Pick out every line in the rows below that contains the word "building", treating uppercase and lowercase as different, and copy each of those lines.

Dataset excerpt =
-----
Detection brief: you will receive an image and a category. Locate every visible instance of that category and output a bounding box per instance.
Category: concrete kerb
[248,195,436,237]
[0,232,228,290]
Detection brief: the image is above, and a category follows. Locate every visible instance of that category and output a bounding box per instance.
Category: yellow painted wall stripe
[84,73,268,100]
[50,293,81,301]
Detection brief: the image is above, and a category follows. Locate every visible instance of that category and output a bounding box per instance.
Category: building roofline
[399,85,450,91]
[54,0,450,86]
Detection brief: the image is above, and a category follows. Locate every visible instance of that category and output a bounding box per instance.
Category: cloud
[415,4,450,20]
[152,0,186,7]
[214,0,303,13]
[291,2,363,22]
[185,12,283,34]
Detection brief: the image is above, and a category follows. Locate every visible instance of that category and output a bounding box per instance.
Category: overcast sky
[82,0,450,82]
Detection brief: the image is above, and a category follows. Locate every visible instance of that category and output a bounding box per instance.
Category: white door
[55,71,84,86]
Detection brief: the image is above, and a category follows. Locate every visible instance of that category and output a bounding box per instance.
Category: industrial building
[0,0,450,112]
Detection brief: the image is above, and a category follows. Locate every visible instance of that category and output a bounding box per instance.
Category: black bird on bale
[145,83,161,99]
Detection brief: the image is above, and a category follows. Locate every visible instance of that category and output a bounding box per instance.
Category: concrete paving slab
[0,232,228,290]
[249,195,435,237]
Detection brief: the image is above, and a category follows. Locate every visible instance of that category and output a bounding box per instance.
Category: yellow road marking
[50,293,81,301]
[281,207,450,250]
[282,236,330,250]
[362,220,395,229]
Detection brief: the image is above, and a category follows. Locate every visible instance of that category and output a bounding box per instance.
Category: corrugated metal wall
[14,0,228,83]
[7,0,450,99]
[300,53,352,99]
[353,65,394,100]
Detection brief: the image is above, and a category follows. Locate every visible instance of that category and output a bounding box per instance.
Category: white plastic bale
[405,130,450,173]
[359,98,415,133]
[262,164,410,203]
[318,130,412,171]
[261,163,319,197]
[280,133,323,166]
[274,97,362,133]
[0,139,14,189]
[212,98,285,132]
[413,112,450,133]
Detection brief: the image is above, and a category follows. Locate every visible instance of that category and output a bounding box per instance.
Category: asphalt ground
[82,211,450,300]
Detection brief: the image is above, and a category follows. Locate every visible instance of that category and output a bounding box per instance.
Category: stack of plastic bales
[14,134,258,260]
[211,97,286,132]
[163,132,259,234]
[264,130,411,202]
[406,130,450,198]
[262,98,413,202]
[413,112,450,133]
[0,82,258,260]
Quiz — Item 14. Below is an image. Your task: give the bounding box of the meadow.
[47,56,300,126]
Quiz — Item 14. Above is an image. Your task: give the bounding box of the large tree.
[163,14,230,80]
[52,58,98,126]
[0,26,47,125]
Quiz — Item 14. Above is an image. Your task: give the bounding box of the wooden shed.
-----
Solved exercise =
Category: building roofline
Category: industrial building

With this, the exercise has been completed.